• _Exercise details_:
Quote all of the records below word for word, and leave the pictures out of your answer.

Point placement records:

_ _ _ _ _ _ _

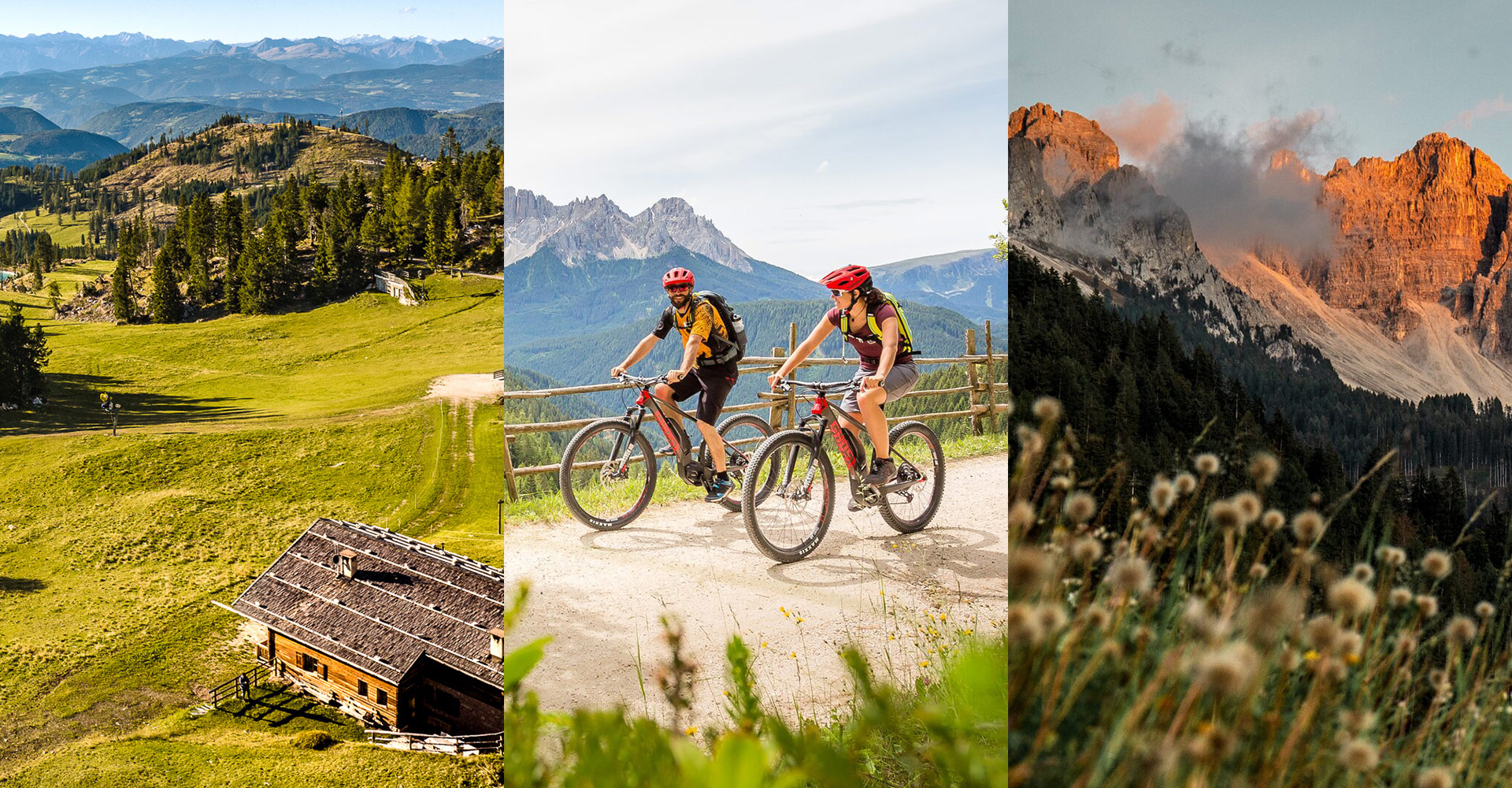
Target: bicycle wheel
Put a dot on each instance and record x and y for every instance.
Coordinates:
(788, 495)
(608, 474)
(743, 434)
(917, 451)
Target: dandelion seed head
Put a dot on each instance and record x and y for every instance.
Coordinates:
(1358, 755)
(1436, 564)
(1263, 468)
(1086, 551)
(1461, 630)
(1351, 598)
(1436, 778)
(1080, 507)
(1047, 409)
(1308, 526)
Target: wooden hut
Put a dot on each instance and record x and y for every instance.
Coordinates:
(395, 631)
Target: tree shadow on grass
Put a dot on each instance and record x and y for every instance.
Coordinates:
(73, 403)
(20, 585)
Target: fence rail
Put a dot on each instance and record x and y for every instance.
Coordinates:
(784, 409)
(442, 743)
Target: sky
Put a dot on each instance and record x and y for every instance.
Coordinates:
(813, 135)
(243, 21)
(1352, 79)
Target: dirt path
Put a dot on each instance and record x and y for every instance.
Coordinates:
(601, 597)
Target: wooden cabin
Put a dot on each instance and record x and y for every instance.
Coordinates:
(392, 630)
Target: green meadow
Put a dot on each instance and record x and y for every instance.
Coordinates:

_ _ _ _ _ _ _

• _Output for this exercise_:
Target: bicycle wheel
Put a dot on each instance and record x and y for every instance.
Coordinates:
(788, 495)
(608, 474)
(743, 434)
(917, 451)
Target: dandelion seed head
Put a dot on each instance and record x and y for every instance.
Coordinates:
(1358, 755)
(1436, 564)
(1263, 468)
(1086, 551)
(1461, 630)
(1351, 598)
(1436, 778)
(1080, 507)
(1047, 409)
(1308, 526)
Target: wooden hut
Put a dot on each instance and record x and y for every instance.
Coordinates:
(395, 631)
Target: tree shadow on grass
Put a dot on each instance and record x and y for every instance.
Coordinates:
(73, 403)
(20, 585)
Target: fence rail
Put a dot on each instance and record x and y for every instance.
Coordinates:
(784, 409)
(442, 743)
Target: sky
Put a dot on each instance and record x and y for every instance.
Coordinates:
(813, 135)
(243, 21)
(1352, 79)
Target: dirt path
Put a dot on each instance and record x and y for every instance.
Coordinates:
(601, 597)
Target: wooden cabin
Put a dot on each instance and record x and y for every instance.
Coordinates:
(392, 630)
Target: green meadow
Put a dot on each instance and record x and y for every instance.
Coordinates:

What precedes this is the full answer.